* [Supplied passage]:
*** Block opens ***

Ellis resigned from his position of Fellow of the Eugenics Society over their stance on sterilization in January 1931.
Ellis spent the last year of his life at Hintlesham, Suffolk, where he died in July 1939. He is buried at Golders Green Crematorium, north London.
Ellis viewed birth control as merely the continuation of an evolutionary progression, noting that natural progress has always consisted of increasing impediments to reproduction, which lead to a lower quantity of offspring, but a much higher quality of them. From a eugenic perspective, birth control was an invaluable instrument for the elevation of the race. However, Ellis noted that birth control could not be used randomly in a way that could have a detrimental impact by reducing conception, but rather needed to be used in a targeted manner to improve the qualities of certain ‘stocks.’ He observed that it was unfortunately the ‘superior stocks’ who had knowledge of and used birth control while the ‘inferior stocks’ propagated without checks. Ellis’ solution to this was a focus on contraceptives in education, as this would disseminate the knowledge in the populations that he felt needed them the most. Ellis argued that birth control was the only available way of making eugenic selection practicable, as the only other option was wide-scale abstention from intercourse for those who were ‘unfit’.

*** Block closes ***

* [What to do]:
A) List every word or phrase that the passage on Ellis puts in single quotation marks.
B) Carry on the passage on Ellis from its final sentence.

* [Record set]:
*** Block opens ***

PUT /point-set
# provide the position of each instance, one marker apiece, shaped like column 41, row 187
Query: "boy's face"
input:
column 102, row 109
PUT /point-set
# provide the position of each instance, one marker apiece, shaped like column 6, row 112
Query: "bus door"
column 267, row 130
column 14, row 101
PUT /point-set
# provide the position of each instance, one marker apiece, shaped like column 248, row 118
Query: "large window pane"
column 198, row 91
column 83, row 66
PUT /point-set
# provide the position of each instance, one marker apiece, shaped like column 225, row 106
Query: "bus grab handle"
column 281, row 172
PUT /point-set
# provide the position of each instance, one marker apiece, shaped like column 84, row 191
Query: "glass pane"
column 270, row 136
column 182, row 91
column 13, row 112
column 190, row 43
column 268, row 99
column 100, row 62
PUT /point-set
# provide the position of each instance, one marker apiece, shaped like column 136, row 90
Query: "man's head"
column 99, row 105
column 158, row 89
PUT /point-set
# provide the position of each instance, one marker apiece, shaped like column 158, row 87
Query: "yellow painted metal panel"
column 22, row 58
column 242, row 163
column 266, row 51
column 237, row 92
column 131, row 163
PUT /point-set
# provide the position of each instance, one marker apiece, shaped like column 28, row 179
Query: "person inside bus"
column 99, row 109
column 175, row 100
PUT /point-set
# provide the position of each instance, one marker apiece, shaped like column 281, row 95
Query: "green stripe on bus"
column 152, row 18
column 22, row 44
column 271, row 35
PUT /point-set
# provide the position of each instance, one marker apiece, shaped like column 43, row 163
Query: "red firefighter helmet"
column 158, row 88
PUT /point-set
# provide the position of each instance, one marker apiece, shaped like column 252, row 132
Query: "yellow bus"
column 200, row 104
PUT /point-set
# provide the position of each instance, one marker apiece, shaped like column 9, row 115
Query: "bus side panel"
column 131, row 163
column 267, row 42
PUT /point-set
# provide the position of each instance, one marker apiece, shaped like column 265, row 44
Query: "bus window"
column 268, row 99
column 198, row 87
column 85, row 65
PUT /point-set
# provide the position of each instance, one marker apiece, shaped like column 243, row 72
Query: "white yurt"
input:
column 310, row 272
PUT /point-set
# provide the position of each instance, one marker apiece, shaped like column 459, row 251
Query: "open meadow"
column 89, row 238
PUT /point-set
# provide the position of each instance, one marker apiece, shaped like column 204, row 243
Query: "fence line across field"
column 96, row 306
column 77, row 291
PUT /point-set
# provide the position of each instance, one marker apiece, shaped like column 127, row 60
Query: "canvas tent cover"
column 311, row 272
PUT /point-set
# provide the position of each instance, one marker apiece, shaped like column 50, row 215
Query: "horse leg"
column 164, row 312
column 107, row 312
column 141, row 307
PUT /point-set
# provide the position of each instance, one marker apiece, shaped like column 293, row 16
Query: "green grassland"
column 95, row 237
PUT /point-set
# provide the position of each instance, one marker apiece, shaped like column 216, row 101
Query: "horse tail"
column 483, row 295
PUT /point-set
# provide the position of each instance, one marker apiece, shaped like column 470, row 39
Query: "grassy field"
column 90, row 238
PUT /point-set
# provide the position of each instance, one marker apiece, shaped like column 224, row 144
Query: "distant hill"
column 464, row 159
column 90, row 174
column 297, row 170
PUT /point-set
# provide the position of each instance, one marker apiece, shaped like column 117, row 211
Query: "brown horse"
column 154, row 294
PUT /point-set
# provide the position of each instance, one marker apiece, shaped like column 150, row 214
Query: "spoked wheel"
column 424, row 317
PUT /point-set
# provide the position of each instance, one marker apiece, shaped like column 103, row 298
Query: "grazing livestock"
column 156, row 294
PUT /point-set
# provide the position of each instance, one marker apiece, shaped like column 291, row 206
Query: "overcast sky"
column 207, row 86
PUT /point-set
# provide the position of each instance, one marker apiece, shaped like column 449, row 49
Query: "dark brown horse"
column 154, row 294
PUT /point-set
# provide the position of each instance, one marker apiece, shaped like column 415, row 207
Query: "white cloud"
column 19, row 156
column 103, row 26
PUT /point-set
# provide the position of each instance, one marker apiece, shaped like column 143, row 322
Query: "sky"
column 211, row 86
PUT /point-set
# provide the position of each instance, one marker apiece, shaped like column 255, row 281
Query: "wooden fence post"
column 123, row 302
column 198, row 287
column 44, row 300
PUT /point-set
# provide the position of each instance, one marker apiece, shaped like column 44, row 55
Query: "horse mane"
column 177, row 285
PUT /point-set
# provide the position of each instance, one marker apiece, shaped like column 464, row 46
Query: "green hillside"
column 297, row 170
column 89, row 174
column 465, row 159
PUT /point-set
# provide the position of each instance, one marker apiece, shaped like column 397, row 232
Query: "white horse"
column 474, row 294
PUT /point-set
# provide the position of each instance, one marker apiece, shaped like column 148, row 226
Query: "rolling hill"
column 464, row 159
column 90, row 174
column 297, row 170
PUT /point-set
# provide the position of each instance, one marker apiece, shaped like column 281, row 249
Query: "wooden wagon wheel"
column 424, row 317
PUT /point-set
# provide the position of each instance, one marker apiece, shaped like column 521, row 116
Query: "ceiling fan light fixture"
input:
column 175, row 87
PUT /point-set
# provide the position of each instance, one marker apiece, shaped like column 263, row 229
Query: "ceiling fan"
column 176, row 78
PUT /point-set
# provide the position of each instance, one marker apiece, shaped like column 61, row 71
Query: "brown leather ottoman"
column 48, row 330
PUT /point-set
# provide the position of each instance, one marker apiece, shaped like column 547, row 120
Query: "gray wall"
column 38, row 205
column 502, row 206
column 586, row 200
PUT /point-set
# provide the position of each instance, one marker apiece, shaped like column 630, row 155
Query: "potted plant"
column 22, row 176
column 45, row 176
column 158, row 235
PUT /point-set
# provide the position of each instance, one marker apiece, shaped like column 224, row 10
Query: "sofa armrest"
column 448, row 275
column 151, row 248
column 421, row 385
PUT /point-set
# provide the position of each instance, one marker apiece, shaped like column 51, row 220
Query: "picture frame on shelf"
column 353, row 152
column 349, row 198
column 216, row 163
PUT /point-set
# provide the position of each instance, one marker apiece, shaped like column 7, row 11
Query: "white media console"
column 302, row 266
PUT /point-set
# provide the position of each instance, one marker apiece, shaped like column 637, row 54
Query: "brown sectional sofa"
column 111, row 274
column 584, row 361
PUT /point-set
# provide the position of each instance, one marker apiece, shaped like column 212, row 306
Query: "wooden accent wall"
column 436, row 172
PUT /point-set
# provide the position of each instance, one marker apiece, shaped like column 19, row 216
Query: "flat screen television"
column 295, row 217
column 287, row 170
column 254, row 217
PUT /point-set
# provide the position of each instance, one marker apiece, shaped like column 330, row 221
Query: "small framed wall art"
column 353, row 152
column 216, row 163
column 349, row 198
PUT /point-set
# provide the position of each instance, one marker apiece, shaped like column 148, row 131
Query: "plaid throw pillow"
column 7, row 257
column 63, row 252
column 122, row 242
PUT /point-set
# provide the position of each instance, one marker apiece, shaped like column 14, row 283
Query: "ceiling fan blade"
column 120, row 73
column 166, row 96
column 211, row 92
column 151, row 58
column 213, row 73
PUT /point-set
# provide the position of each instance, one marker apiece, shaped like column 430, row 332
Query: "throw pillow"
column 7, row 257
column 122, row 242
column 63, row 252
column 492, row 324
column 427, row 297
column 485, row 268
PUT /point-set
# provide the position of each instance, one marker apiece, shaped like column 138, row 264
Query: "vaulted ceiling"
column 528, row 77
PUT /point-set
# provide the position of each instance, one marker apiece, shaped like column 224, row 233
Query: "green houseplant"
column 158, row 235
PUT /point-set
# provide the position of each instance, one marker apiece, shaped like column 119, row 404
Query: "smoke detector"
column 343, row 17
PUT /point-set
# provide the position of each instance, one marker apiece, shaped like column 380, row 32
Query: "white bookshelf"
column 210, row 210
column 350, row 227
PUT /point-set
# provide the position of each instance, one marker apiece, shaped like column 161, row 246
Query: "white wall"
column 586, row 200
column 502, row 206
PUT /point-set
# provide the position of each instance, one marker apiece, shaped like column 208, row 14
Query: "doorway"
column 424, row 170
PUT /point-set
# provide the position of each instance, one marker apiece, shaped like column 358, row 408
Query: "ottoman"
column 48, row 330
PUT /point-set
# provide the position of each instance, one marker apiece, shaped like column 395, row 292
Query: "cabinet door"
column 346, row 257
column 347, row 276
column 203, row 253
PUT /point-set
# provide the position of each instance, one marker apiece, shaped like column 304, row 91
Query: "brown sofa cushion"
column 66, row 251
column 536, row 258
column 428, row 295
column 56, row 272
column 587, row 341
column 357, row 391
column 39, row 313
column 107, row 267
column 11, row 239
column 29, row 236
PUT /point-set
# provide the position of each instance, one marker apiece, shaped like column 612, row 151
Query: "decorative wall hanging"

*** Block closes ***

* [Expected responses]:
A) stocks, superior stocks, inferior stocks, unfit

B)
Ellis claims that sexual self-excitement is known to happen at an early age. He references authors like Marc, Fonssagrives, and Perez in France who published their findings in the nineteenth century. These early ages are not strictly limited to ages close to puberty as can be seen in their findings. These authors provide cases for children of both sexes who have masturbated from the age of three or four. Ellis references Robie’s findings that boys’ first sex feelings appear between the ages of five and fourteen. For girls, this age ranges from eight to nineteen. For both sexes, these first sexual experiences arise more frequently during the later years as opposed to the earlier years. Ellis then references Hamilton’s studies that found twenty percent of males and fourteen percent of females have pleasurable experiences with their sex organs before the age of six. This is only supplemented by Ellis’ reference to Katharine Davis’ studies, which found that twenty to twenty-nine percent of boys and forty-nine to fifty-one percent were masturbating by the age of eleven. However, in the next three years after, boys’ percentages exceeded that of girls.